Position identification records:
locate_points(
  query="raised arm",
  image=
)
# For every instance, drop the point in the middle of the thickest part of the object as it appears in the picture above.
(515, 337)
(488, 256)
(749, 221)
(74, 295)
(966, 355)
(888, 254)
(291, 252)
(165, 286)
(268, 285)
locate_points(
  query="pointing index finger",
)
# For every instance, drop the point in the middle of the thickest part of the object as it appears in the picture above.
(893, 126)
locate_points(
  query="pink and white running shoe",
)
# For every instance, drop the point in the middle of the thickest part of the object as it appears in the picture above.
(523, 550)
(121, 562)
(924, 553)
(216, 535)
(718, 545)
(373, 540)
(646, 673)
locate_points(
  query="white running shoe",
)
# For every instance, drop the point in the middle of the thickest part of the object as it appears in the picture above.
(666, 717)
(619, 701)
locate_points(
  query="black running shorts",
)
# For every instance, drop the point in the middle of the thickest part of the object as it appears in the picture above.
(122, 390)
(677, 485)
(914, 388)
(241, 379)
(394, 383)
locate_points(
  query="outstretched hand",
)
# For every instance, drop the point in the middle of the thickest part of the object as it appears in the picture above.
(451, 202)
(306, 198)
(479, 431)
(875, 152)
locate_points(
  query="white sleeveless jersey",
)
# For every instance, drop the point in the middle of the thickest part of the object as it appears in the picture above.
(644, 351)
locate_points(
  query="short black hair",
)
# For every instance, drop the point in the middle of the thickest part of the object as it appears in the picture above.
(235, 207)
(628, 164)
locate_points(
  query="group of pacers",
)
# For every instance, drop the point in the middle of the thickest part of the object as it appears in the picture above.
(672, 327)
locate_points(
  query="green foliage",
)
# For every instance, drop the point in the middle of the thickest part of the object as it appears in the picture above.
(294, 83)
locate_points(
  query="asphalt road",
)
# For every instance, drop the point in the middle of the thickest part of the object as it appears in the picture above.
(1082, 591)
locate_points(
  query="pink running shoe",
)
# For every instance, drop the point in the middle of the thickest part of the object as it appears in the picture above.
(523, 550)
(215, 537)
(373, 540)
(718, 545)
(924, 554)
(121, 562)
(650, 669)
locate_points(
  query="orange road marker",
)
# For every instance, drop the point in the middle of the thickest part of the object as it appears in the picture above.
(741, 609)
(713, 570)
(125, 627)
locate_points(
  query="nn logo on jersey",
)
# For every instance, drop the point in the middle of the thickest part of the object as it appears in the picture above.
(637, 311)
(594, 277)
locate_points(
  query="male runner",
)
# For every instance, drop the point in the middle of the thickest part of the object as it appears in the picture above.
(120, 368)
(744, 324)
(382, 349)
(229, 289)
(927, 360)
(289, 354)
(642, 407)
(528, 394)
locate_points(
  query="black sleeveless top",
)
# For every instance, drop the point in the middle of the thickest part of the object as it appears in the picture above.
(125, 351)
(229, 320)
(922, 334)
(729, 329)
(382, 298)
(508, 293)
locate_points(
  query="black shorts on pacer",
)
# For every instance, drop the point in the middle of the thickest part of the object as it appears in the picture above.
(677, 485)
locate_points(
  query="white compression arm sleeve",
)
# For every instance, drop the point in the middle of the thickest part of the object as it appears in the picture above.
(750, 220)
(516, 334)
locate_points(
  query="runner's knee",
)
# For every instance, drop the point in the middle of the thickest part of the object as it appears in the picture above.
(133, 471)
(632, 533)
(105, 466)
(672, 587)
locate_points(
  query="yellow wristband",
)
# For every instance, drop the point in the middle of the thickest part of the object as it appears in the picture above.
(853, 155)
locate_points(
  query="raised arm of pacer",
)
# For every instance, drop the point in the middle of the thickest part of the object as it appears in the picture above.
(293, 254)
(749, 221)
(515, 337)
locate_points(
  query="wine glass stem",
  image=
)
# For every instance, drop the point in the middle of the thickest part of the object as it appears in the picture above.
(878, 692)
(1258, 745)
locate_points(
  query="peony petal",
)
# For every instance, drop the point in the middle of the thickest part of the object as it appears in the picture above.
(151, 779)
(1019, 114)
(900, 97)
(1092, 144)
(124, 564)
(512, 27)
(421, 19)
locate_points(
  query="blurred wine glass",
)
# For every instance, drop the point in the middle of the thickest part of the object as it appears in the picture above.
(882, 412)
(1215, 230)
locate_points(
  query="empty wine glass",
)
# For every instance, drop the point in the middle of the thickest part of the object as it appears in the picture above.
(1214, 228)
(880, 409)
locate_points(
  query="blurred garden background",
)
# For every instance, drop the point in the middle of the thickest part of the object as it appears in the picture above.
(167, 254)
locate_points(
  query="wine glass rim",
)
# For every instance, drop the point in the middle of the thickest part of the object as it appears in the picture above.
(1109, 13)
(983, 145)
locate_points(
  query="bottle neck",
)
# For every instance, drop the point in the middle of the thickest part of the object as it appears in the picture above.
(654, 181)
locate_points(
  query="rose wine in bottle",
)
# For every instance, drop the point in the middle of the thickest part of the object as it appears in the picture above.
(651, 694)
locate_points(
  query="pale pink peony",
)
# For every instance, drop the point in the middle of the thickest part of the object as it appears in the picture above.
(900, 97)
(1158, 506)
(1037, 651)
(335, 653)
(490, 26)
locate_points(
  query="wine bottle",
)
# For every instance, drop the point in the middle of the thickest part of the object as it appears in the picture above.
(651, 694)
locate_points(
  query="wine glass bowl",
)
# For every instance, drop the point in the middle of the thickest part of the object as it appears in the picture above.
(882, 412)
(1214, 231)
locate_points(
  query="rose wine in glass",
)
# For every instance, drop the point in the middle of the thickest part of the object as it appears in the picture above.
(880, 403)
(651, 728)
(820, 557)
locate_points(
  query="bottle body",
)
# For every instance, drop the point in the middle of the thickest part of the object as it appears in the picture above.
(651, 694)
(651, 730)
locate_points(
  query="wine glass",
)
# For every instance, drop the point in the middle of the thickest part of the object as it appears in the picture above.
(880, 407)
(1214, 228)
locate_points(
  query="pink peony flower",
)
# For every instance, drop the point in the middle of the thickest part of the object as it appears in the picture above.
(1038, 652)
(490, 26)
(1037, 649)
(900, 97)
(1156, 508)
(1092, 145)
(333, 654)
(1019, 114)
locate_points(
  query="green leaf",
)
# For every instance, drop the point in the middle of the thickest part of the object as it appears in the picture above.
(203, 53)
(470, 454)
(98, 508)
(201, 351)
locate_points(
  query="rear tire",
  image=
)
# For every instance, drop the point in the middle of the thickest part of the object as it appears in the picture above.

Set problem:
Copy out all of the records above with nothing altered.

Response to this exercise:
locate_points(
  query="raised arm",
  image=
)
# For every instance, drop the point in the middle of the thickest part of the object as it appears in the picture above.
(515, 337)
(488, 256)
(749, 221)
(74, 295)
(966, 355)
(888, 254)
(291, 252)
(165, 286)
(268, 285)
locate_points(
  query="pointing index finger",
)
# For every instance, drop the point in the middle of the thickest part of the object as it appears in the picture above.
(893, 126)
locate_points(
  query="pink and white running shoe",
)
# For every instance, drop the point in the middle of the thickest part of the object as it appears in the picture above.
(523, 550)
(121, 562)
(924, 553)
(216, 535)
(718, 545)
(373, 540)
(646, 673)
locate_points(
  query="white running shoe",
)
# For every instance, drop the point in the middle of the thickest part of the object as it appears in the picture above.
(666, 717)
(619, 701)
locate_points(
  query="black running shorts",
)
# For every instance, drop the point in the middle of the thickest part of the object as it appears in the picture above.
(122, 390)
(677, 485)
(914, 388)
(241, 379)
(394, 383)
locate_points(
  query="outstretched hand",
)
# For every instance, drop the point in the middle of the thickest part of the object as it appears in the picture above.
(451, 202)
(306, 198)
(479, 431)
(875, 152)
locate_points(
  query="white sleeveless jersey",
)
# For every instance, drop the point in the middle of the thickest part of the object as it appears in the picture above.
(644, 351)
locate_points(
  query="short black hair",
)
# For every instance, drop the point in the middle of the thickest part of the object as it appears in the picture above.
(235, 207)
(628, 164)
locate_points(
  query="group of pacers",
)
# For every instance, drop the point in the middle of the thickest part of the object as it appears in the picture above.
(672, 327)
locate_points(
  query="green foliage",
)
# For every instance, drop the point in the middle of the thickest part of the object as it appears in the picture above.
(294, 83)
locate_points(
  query="asphalt road",
)
# For every instance, drop the point in the middle of the thickest part of the object as it appears in the picture above.
(1082, 591)
locate_points(
  query="pink running shoe",
)
# For every instance, drop the point in the middle of the thickest part of the object as it appears in the picture above.
(523, 550)
(215, 537)
(373, 540)
(718, 545)
(924, 554)
(121, 562)
(650, 669)
locate_points(
  query="orange road marker",
)
# For every instance, drop the point in the middle of the thickest part of the object as it appears in the picture above.
(741, 609)
(713, 570)
(125, 627)
locate_points(
  query="nn logo on jersey",
)
# For every instance, drop the point in the middle of the thickest part of the object as it appears in the picture above.
(637, 311)
(594, 277)
locate_points(
  query="male runner",
)
# For every instance, drop the point in the middle of the thickest part of the object as it appears in the picture above.
(120, 368)
(744, 324)
(382, 349)
(229, 289)
(927, 360)
(289, 354)
(642, 407)
(528, 394)
locate_points(
  query="black sleeveless top",
)
# For every instance, drop the point in the middle of the thickest part of the object as it appears in the picture above.
(125, 351)
(229, 320)
(922, 334)
(729, 329)
(382, 298)
(508, 293)
locate_points(
  query="black shorts on pacer",
)
# For every instance, drop the point in the middle of the thickest part of the object as it appears in the picture above.
(677, 485)
locate_points(
  query="white compression arm sleeve",
)
# For every instance, drop the point in the middle of the thickest part of the object as it appears in the picture above.
(750, 220)
(516, 334)
locate_points(
  query="runner's knee",
)
# For every instance, drop the point in the middle of the thickest part of the object as it appears in the picture above.
(133, 471)
(632, 533)
(105, 466)
(672, 587)
locate_points(
  query="yellow wristband",
)
# For every instance, drop the point in the middle of the thickest part of the object as it appears in the picture above.
(853, 155)
locate_points(
  query="raised arm of pacer",
)
# For every instance, drop the point in the middle of the thickest part of the object as it appears in the picture above.
(293, 254)
(749, 221)
(515, 337)
locate_points(
  query="wine glass stem",
  image=
)
# For every instance, drop the point in the middle of the thickest part of the object as it appears in the picture above.
(878, 692)
(1258, 745)
locate_points(
  query="peony petal",
)
# For every instance, drop the point in the middle of the thickest part of the object as it appears in the picture above.
(151, 779)
(1019, 114)
(900, 97)
(1092, 144)
(124, 564)
(512, 27)
(421, 19)
locate_points(
  query="blurred wine glass",
)
# For every instance, drop the point in the middle of the thickest part of the object as it appears in the picture above.
(882, 412)
(1215, 230)
locate_points(
  query="empty wine glass",
)
# For every instance, drop the point in the middle of the thickest part of the object as it appears in the picture above.
(1214, 228)
(880, 409)
locate_points(
  query="blurred garden background",
)
# For every instance, drop the point in the middle of the thickest part of the object as it appears in the picture above.
(167, 254)
locate_points(
  query="wine glass rim",
)
# For every instance, drop the point in the middle of the thickest part of the object as it appears in the picture above.
(1109, 13)
(983, 145)
locate_points(
  query="bottle neck",
)
# For every instance, drop the point in the middle of the thickest part of the object as it appears in the picture above.
(654, 181)
locate_points(
  query="rose wine in bottle",
)
# For every instance, drop the point in the middle of the thickest part of the object as it appears in the picture above.
(651, 694)
locate_points(
  query="pale pink peony",
)
# For every instance, drop the point in the middle of the thickest part of the object as it appears in the picture above.
(900, 97)
(1158, 506)
(1037, 651)
(335, 653)
(490, 26)
locate_points(
  query="wine bottle",
)
# For every instance, drop the point in the middle of the thickest part of the object as it appears in the picture above.
(651, 694)
locate_points(
  query="wine glass bowl",
)
# For every instance, drop the point in the middle of the thickest part of the object as it appears in the picture above.
(882, 412)
(1214, 231)
locate_points(
  query="rose wine in glass",
)
# For every instance, drop the point in the middle of the thickest part of the object as it appears in the picture above.
(880, 403)
(651, 728)
(820, 557)
locate_points(
  query="bottle body",
)
# For every instance, drop the point in the middle of the thickest part of the object as it appears in the picture above.
(651, 694)
(651, 730)
locate_points(
  query="wine glass",
)
# For every instance, drop the point in the middle of the thickest part of the object as it appears in the picture above.
(880, 407)
(1214, 228)
locate_points(
  query="pink peony flower",
)
# For every instance, drop the point in the middle of the thickest part of the object as it appears in the picture above.
(1038, 652)
(490, 26)
(1037, 649)
(900, 97)
(1156, 508)
(1092, 145)
(333, 654)
(1019, 114)
locate_points(
  query="green leaf",
)
# For every instance, drop the point in the middle of the thickest part of the object as it appears in the picture above.
(203, 53)
(470, 454)
(98, 508)
(201, 351)
locate_points(
  query="rear tire",
  image=
)
# For every instance, drop the point in the middle of the thickest part of the object as it appears in the picture above.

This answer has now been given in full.